### Your instructions
Retype each of the following lines word for word, leaving out the pictures.

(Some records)
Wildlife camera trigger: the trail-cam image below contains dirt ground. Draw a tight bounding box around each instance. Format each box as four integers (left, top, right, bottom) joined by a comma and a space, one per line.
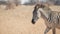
0, 6, 60, 34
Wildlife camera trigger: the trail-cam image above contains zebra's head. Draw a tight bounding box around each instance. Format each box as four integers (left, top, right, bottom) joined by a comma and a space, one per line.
32, 4, 49, 24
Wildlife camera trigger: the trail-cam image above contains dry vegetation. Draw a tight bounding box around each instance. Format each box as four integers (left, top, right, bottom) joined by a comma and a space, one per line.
0, 6, 60, 34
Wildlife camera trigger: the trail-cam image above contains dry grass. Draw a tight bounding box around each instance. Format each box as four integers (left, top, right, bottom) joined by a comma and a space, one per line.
0, 6, 60, 34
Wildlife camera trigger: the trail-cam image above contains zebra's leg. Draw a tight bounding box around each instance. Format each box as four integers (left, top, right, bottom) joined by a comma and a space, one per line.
44, 27, 51, 34
52, 28, 56, 34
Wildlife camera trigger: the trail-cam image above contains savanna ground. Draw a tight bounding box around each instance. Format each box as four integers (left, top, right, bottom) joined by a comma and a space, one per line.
0, 5, 60, 34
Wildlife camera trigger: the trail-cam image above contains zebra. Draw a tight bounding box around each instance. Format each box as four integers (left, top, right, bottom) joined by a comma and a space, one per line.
31, 4, 60, 34
0, 0, 18, 9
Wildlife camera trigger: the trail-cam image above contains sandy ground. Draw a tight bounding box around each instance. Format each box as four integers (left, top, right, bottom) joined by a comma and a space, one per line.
0, 6, 60, 34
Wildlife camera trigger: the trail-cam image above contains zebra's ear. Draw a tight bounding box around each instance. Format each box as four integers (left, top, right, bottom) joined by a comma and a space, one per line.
45, 3, 50, 7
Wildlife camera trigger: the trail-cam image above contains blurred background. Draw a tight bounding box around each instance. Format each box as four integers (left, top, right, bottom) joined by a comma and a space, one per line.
0, 0, 60, 34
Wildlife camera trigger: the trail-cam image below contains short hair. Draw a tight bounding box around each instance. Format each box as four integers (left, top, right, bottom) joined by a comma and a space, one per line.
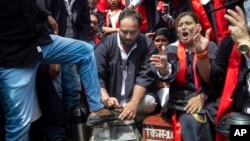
175, 11, 200, 28
118, 8, 142, 26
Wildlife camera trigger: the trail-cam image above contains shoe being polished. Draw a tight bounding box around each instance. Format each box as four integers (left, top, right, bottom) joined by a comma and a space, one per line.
86, 108, 119, 126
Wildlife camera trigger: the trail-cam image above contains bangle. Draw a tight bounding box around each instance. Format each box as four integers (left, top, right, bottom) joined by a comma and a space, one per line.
195, 50, 208, 58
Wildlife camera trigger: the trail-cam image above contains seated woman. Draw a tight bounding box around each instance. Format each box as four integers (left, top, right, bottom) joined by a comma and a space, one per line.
150, 12, 218, 141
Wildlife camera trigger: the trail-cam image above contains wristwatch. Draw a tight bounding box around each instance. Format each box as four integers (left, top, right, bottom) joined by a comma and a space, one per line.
238, 39, 250, 54
200, 93, 208, 101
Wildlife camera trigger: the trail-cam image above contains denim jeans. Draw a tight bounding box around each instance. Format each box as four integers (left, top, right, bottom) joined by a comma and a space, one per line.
0, 35, 104, 141
46, 64, 81, 140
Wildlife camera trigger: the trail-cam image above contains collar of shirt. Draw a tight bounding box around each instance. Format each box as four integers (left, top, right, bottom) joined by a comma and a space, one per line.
117, 33, 137, 60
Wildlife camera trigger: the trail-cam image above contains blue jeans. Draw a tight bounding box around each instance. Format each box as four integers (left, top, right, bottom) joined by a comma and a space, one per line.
46, 64, 81, 140
0, 35, 104, 141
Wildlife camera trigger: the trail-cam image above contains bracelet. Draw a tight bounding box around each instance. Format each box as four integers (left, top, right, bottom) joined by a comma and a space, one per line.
195, 50, 208, 58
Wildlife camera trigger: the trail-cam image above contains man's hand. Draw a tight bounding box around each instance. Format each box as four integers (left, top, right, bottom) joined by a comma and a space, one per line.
193, 24, 211, 53
49, 64, 61, 79
184, 95, 205, 114
47, 15, 59, 34
225, 6, 250, 44
102, 97, 119, 108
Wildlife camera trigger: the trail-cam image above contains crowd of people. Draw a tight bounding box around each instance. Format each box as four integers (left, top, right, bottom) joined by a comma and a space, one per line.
0, 0, 250, 141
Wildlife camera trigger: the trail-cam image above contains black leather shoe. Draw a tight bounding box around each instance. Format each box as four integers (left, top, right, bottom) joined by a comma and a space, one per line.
86, 112, 119, 126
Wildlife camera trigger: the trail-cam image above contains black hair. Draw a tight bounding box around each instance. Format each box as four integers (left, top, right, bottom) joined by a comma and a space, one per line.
118, 8, 142, 26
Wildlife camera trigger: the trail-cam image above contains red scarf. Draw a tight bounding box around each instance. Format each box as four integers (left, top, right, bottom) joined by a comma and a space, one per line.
216, 44, 241, 141
191, 0, 215, 41
172, 42, 200, 141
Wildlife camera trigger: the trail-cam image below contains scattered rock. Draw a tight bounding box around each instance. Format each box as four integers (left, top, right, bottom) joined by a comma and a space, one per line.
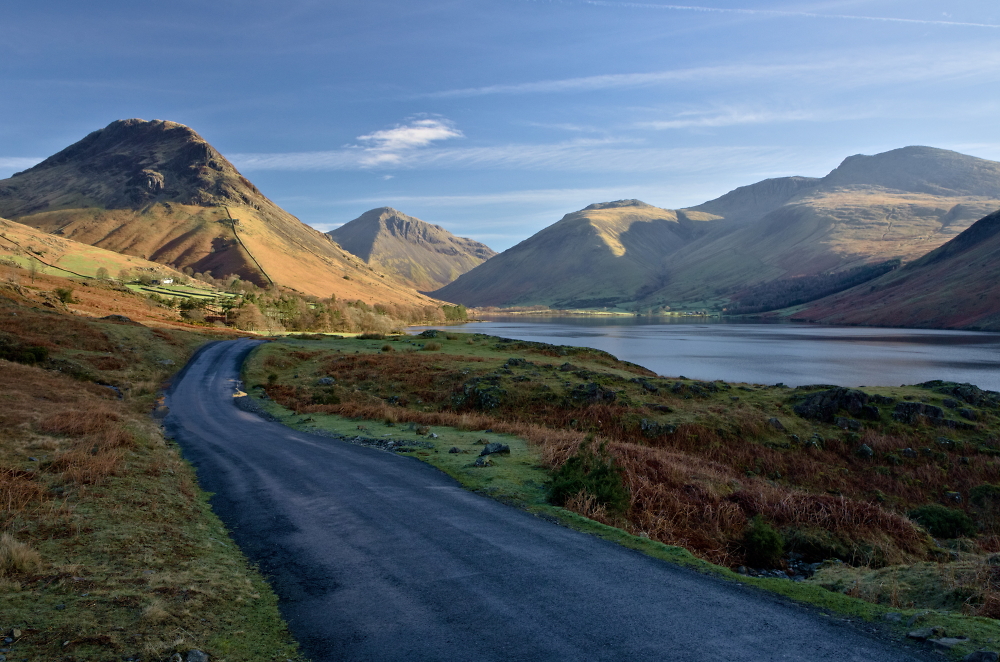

### Task solution
Wildlife camera trigger: the trail-cam image below contains dirt ground. Draw a tight bounding box around each instance. Format each box as four integers (left, top, right, bottom) joined by a comma and a space, one per line.
0, 6, 60, 34
Wildlife camera trigger: the trail-cam image above contains zebra's head. Draw a tight bounding box around each instance. Format each box as four integers (left, top, right, bottom) joined by a comma and a space, one per line.
32, 4, 49, 24
Wildlife camera trigger: the trail-cam image above contains dry vegetation. Draw a tight bounding box around each instance. Format each box as four integers (left, top, right, bottom) joined by a comma and a space, one per line.
0, 6, 60, 34
Wildlife camera trigger: the trail-cam image above contains dry grass. Draw a tight bounding box around each instance. Format each box as four integers (left, top, right, bottom) joined by a comma and a space, one per line.
0, 6, 60, 34
Wildlife camera trigger: the trail-cam image above contains zebra's leg. Draw a tight bounding box around each instance. Format each box as four integers (left, top, right, bottom) joined by a comma and a space, one per line.
44, 27, 51, 34
52, 28, 56, 34
Wildlife camera trigger: the trail-cam image above contains savanna ground. Draw a tight bounding box around each instance. Format each box as four integers (left, top, right, bottom) joined by a comma and a space, one per line.
0, 5, 60, 34
Wildlife camera trigger: the trail-cam image above contains zebra. Draw a tight bounding box around each instance. Format each box as four integers (left, top, right, bottom) joined by a comma and a space, one per line.
31, 4, 60, 34
0, 0, 18, 9
Wildlife camera trigger: the trail-cam image above contains sandy ground. Draw a tight bounding box around each instance. Format each box as four integers (left, top, right, bottom) joined by a comma and a space, one per line.
0, 6, 60, 34
Wildlife camera trigger: the trail-cam image above contains zebra's ear. Draw a tight bounding box around each instance. Format each box as four integers (left, top, right, bottom) joined by a comma and a space, one per line.
45, 3, 50, 7
Wildlife camera trigger: the trail-cam image above contains blurred background. Draw a tight bounding box around each instance. Format each box as four integers (left, top, right, bottom) joined by a comma and a space, one per line.
0, 0, 60, 34
Wildlife camera trigger: the trail-cam image below contains short hair. Draw a tight bounding box around each instance. Format each box as four integers (left, top, right, bottom) joined by a comma and a space, one per line.
175, 11, 200, 28
118, 8, 142, 26
Wildlife camera trigger: the trail-cam image above contains shoe being polished. Draw a tight bounding box around each instance. Format each box as four integers (left, top, right, bottom) joined by a comma and a space, one per line.
86, 108, 119, 126
Wildlife camera trigger: the trail-cam image above contains bangle. Draw a tight bounding box around each instance. Format each box as four integers (left, top, right, bottom) joined by a comma and a space, one per line.
195, 50, 208, 58
Wildlife camera trigger: the trail-cam image above contains seated woman. Draw a tight bounding box around each instance. Format each box as four integers (left, top, right, bottom) joined by a comma and a space, one per line.
150, 12, 218, 141
Wildlife camera trigger: the trail-cam image above contains wristwatch. Draw a tight bounding box around each instance. Format each box as four integers (left, top, right, bottom) joined by a comma and a space, one per line.
238, 39, 250, 54
200, 93, 208, 101
Wildlife camera trigger: the trail-cam image above contains denim jeans. Draw a tight bounding box around each instance. Format each box as four integers (left, top, right, bottom) joined by a comma and a space, one per line.
0, 35, 104, 141
46, 64, 81, 140
Wildlife camera trigger: the trail-cam image above contains collar of shirt. Draw a tight bounding box around each instance. Format each box as four integers (left, top, right, bottom) joined by a comma and a space, one per line.
117, 33, 137, 60
Wildlife camera trigger: the trail-cam image above contains blue jeans. Draw a tight bounding box around each instance. Format each box as four integers (left, top, right, bottom) joined by a comma and a space, one per line.
46, 64, 81, 140
0, 35, 104, 141
Wildlife camera trigger: the trail-cam image above contains bracelet. Draw a tight bounding box around each instance. Format each box as four integers (left, top, right, bottom) joined by a comma and a space, one per line.
195, 50, 208, 58
Wildlife camera trigger: the trail-cam image above contains man's hand. Draw a tight bounding box around each instance. Format each box as four integers (left, top, right, bottom) joined by a comma and a space, one per line.
193, 24, 211, 53
49, 64, 61, 79
184, 95, 205, 114
47, 15, 59, 34
225, 6, 250, 44
102, 97, 119, 108
Wildlife camera trigger: the trail-cam image above contains crowd of people. Draw a tight bounding box around each instance. Format each box as four integers (left, top, right, bottom) joined by a comma and a space, one per line.
0, 0, 250, 141
Wildlife camera trigger: the trail-cam image above contains black leather shoe. Draw a tight bounding box around each instance. Format each box as four integers (left, top, right, bottom) joined by a comma and a space, one per line.
86, 112, 119, 126
Wildlife camera trigger: the trail-cam image above contains black hair. Draw a tight bounding box around each instance. Format each box as four integers (left, top, right, bottom) joined by a comma and a space, one per line.
118, 8, 142, 26
Wildlife camera trigger: the trail-cam image above contains red scarf. Draw a tight bounding box around each instance. Format each box as four integers (left, top, right, bottom) joined by a comma and a space, one per line.
216, 44, 241, 141
191, 0, 215, 41
172, 42, 200, 141
Wildlife camera trigger: the trail-cam image below contains scattered rock. Draw a tight bounding box around each instance. Format each box as four integers (left, top, right, bottom) joined by a comma and a space, one per line.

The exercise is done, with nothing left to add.